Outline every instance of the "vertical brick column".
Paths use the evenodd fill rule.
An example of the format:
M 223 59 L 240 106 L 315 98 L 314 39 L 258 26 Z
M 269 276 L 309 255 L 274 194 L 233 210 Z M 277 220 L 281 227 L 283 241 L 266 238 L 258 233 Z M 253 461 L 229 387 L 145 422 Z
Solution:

--

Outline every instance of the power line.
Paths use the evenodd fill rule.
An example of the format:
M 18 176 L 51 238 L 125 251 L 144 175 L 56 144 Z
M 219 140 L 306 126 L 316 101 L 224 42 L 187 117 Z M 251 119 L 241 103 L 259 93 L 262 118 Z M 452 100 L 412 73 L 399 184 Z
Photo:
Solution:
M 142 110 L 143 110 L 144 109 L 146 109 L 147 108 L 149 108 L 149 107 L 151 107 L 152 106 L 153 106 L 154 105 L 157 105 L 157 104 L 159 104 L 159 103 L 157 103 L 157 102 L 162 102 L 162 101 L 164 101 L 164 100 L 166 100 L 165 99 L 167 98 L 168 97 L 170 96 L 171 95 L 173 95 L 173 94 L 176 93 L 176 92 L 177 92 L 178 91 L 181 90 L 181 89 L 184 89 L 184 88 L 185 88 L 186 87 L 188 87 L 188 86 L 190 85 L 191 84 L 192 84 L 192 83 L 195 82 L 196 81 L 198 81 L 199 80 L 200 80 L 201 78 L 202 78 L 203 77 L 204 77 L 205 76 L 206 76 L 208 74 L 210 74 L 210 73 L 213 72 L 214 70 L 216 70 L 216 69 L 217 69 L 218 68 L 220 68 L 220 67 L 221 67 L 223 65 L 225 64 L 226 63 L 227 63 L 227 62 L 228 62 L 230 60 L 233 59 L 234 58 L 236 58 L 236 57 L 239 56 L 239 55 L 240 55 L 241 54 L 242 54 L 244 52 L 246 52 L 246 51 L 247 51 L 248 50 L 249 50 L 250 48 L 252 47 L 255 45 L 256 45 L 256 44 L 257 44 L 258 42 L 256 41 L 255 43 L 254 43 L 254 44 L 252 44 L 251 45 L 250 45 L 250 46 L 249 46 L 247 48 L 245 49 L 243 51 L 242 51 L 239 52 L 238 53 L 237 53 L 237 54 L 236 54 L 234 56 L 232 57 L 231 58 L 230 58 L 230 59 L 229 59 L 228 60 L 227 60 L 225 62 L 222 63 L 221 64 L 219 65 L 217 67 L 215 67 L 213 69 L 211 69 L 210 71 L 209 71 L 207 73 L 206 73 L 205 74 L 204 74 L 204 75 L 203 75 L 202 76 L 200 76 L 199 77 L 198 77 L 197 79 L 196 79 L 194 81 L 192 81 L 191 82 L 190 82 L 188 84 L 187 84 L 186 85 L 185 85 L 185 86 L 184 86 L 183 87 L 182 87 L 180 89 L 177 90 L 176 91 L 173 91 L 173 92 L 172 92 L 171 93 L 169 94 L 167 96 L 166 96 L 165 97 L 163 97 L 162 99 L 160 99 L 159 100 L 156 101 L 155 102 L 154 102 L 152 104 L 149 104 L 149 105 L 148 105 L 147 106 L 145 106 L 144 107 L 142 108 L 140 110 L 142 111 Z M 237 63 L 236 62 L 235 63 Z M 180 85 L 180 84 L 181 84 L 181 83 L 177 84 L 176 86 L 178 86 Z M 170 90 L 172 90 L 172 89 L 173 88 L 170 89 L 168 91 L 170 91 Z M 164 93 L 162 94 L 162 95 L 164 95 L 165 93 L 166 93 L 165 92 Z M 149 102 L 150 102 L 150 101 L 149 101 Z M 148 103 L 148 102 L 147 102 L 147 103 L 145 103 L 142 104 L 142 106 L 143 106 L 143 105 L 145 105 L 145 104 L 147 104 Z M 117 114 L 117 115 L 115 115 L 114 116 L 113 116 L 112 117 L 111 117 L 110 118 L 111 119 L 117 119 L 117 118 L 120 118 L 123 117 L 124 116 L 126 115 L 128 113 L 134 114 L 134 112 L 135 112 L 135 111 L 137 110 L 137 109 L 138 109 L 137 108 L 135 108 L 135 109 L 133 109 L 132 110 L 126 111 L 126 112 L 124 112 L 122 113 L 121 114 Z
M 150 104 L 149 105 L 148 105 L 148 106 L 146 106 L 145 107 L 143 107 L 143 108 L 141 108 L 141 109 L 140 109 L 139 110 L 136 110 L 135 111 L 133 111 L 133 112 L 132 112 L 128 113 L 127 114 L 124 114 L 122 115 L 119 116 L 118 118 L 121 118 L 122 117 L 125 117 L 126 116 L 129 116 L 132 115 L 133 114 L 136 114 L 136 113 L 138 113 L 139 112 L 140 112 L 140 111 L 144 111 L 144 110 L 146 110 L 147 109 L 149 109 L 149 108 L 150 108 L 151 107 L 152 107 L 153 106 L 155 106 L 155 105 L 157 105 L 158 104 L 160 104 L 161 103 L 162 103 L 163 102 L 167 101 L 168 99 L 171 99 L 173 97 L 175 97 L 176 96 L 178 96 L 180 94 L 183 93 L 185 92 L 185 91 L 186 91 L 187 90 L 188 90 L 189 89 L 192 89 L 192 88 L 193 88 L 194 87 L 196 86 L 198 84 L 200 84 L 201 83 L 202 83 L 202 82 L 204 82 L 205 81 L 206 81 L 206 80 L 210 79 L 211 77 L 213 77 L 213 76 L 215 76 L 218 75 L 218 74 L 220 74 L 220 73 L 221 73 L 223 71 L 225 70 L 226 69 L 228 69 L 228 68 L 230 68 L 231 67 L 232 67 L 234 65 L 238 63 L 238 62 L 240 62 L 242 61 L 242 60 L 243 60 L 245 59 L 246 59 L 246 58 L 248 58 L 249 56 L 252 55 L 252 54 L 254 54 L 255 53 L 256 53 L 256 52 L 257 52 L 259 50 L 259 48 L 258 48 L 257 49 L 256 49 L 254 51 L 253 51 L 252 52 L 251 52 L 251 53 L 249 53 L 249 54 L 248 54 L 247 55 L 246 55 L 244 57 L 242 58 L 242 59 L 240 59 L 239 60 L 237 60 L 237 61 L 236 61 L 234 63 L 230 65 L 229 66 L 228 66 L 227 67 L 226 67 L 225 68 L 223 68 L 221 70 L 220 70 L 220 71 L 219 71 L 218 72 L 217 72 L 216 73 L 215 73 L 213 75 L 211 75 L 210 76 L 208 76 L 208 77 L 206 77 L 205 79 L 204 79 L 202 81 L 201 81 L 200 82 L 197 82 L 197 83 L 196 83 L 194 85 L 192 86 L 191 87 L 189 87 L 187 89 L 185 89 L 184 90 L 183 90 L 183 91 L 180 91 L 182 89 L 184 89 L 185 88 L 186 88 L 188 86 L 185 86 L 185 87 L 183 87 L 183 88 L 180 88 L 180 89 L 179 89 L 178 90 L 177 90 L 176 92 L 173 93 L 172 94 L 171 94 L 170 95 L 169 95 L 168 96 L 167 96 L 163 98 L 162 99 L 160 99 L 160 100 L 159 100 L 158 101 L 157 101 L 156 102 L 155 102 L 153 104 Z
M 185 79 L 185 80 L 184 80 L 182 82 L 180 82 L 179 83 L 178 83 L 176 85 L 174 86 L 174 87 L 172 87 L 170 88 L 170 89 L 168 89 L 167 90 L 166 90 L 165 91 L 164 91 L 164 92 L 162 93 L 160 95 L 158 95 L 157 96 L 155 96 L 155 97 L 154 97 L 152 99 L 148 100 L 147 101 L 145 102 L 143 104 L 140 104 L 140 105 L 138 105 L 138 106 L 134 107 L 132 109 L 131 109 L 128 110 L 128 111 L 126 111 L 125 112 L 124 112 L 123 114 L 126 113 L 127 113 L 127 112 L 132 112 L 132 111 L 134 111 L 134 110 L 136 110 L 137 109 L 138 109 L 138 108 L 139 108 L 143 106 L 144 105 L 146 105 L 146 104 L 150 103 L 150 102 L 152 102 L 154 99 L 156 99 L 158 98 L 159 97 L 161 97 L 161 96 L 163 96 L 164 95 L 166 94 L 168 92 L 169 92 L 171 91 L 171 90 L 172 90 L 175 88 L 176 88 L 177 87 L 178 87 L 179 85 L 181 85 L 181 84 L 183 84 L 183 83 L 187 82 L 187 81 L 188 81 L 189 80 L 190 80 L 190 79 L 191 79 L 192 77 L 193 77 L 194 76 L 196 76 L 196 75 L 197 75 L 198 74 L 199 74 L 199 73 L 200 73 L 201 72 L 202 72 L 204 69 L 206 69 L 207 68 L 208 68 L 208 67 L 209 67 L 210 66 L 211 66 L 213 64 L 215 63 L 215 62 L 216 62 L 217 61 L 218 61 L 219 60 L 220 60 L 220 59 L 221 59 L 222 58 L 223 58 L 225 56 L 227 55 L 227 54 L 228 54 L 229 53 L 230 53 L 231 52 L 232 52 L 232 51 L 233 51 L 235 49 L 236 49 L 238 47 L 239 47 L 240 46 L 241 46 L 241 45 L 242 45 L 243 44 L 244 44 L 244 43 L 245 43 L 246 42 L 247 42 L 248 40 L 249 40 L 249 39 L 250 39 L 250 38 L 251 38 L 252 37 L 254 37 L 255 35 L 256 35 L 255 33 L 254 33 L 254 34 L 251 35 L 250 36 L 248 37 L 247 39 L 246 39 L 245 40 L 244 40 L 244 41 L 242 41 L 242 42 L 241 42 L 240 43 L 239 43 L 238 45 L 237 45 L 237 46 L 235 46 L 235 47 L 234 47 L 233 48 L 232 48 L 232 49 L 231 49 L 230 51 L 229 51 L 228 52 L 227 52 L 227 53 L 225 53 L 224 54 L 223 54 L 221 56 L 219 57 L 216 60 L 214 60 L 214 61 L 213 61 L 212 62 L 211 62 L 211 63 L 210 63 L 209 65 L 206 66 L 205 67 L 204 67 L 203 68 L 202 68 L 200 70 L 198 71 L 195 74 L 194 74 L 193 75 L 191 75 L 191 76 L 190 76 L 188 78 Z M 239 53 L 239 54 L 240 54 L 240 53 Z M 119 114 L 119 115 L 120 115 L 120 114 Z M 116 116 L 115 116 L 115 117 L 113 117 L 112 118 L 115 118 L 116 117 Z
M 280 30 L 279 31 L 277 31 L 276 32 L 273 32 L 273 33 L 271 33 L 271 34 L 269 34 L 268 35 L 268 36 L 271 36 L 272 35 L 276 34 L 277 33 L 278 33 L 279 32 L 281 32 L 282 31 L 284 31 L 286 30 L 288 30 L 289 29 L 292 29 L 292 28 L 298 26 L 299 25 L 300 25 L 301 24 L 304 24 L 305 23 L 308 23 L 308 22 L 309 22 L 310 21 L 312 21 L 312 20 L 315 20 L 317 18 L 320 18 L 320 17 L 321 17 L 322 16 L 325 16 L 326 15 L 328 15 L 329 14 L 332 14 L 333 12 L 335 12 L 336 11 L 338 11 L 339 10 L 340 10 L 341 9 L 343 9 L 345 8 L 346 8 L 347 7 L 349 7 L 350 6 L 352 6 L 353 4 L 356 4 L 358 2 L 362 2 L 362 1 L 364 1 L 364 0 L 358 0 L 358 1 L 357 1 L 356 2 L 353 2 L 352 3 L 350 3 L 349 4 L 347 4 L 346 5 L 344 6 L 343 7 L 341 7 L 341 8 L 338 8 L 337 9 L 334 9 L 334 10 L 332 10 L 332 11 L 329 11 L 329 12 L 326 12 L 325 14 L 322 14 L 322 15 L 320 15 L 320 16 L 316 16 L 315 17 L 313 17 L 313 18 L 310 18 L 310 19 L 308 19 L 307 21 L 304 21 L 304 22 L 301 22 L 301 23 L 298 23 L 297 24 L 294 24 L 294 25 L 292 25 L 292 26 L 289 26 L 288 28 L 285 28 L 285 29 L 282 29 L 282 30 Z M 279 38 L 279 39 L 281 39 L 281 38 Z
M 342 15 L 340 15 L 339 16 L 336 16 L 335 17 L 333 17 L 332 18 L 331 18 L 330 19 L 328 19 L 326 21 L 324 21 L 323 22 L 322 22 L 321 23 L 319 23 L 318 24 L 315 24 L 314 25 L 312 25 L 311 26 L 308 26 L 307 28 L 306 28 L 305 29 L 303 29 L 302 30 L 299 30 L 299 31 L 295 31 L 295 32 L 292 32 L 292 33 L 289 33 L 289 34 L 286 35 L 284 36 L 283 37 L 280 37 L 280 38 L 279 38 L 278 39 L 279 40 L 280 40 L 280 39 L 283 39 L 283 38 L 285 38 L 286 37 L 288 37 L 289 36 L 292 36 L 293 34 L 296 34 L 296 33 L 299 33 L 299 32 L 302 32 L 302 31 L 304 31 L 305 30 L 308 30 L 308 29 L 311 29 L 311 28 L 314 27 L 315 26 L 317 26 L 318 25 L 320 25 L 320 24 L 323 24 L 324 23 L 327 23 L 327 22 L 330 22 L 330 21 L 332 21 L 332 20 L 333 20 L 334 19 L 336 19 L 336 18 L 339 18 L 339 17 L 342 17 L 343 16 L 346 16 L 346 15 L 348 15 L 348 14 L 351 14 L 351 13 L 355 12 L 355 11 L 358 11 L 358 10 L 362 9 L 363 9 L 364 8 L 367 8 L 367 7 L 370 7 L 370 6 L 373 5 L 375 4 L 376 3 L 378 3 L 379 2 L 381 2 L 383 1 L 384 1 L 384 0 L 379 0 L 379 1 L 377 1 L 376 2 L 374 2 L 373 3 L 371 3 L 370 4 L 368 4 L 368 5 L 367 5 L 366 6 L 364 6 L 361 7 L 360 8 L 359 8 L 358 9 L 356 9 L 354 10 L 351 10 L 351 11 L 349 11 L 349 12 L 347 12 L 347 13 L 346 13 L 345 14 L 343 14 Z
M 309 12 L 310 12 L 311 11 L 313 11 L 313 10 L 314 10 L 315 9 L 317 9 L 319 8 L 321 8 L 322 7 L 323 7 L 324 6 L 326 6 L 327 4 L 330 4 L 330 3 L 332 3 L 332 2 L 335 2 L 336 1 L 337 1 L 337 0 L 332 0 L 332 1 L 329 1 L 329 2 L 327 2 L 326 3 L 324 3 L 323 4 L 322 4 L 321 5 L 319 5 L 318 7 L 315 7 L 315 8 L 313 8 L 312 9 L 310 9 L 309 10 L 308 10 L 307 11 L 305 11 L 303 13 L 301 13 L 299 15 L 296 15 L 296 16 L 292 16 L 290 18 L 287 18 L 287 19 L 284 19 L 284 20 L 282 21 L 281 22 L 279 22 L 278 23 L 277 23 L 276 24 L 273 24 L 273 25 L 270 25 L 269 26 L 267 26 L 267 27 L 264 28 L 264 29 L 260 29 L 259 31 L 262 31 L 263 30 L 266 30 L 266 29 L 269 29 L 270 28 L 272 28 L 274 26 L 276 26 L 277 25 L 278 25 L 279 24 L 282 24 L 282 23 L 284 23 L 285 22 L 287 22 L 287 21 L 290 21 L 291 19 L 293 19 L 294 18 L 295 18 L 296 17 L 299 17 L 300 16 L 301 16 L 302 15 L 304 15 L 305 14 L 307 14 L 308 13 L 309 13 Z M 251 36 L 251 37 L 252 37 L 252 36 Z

_PROMPT_
Pick out and copy every line of the records above that contains the word "Outline". Case counts, so only matches with the same capitalization qualify.

_REPLY TO THE TASK_
Outline every instance of the "vertical brick column".
Outline every instance of the power line.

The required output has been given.